▶ [WORK ORDER]: Your answer must be an exact transcription of every record.

▶ [DATA EXTRACT]:
--------------------------------------------------
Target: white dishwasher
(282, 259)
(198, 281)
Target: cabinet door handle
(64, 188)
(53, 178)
--------------------------------------------------
▶ [THE ANSWER]:
Target: white dishwasher
(282, 259)
(198, 281)
Target: cabinet door handle
(64, 188)
(53, 178)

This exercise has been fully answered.